■ EXERCISE AIM:
Copy the material between the lines holding "Practice: locate the white column" and "pixel 139 1050", inclusive, and swap every "dot" for "marker". Leave everything else unchanged.
*****
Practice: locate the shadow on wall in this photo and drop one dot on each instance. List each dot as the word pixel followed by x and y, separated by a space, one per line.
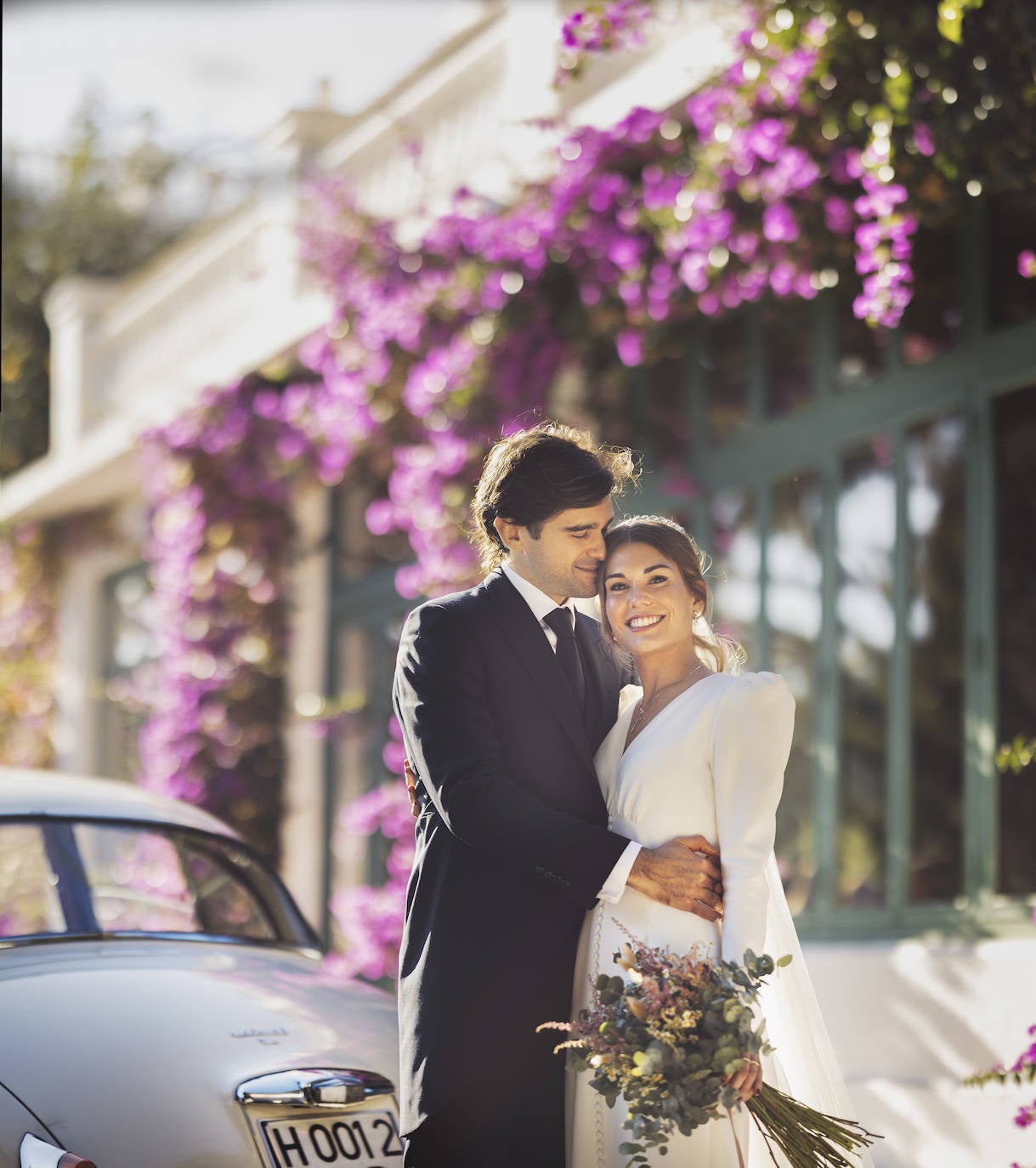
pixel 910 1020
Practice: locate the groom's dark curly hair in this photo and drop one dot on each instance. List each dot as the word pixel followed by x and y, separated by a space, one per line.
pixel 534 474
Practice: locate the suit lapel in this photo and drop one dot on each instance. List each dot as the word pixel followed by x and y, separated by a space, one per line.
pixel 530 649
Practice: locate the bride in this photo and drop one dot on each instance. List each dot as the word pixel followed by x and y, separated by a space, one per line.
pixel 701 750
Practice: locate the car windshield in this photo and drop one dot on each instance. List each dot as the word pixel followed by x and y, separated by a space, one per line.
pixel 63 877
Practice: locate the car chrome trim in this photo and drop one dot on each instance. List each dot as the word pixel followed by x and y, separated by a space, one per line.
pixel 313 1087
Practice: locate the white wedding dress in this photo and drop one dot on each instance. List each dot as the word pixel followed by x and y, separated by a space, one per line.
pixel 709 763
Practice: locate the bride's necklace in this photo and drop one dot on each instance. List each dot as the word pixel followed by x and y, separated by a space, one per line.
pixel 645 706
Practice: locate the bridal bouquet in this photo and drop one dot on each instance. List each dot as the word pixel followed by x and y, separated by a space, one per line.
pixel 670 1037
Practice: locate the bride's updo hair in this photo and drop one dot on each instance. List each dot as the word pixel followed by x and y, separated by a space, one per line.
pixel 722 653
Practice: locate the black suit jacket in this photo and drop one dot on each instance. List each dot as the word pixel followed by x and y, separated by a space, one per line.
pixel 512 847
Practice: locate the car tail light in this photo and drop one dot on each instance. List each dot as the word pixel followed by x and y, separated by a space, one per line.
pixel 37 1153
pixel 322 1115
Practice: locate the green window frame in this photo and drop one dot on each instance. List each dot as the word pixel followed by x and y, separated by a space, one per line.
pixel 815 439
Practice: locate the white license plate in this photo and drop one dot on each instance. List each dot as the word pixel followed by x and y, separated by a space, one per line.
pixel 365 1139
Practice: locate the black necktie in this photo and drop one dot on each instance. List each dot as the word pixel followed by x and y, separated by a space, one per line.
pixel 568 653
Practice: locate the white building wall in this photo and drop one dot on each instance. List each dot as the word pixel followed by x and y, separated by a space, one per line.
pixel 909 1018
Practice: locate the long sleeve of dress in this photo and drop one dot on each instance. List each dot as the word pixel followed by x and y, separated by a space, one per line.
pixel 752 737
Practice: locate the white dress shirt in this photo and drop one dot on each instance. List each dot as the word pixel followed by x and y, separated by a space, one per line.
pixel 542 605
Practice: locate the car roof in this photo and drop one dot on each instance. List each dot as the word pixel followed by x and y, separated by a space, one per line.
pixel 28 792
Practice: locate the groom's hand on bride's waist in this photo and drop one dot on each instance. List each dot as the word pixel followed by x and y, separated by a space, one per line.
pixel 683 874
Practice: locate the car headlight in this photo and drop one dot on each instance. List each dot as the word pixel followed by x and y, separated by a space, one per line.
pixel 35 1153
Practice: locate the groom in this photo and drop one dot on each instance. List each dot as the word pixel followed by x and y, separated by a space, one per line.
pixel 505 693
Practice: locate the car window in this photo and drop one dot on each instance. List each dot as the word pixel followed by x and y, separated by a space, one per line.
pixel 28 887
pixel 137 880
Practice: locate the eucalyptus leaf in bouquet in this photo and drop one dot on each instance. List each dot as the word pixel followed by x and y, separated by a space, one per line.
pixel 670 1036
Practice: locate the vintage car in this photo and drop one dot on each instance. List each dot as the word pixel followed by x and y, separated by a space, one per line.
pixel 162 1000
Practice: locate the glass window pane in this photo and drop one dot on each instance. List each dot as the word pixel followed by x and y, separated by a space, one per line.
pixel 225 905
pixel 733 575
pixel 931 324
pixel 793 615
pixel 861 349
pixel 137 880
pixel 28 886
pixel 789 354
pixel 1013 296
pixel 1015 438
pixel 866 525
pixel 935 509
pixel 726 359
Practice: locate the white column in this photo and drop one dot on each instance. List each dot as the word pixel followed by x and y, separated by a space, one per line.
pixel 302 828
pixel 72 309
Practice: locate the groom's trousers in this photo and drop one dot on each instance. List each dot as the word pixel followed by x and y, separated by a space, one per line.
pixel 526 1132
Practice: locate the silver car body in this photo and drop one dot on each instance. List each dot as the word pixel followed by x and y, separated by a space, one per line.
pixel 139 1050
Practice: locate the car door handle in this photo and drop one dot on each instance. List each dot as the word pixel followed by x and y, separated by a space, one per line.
*****
■ RESULT FOR THIS TASK:
Practice: locate the white column in this photo and drop one marker on each instance. List each marker as the word pixel followed by x and y, separated by a space, one per line.
pixel 302 828
pixel 72 309
Practice: locate the groom's trousers in this photo and drop one marker on each instance. List each marker as the word pixel followed by x and y, separated by a space, one per line.
pixel 526 1132
Practice: locate the silver car body in this photo and drop one marker on each instance. List each marker as the word pixel followed by x and y, separated by a space, one per line.
pixel 139 1050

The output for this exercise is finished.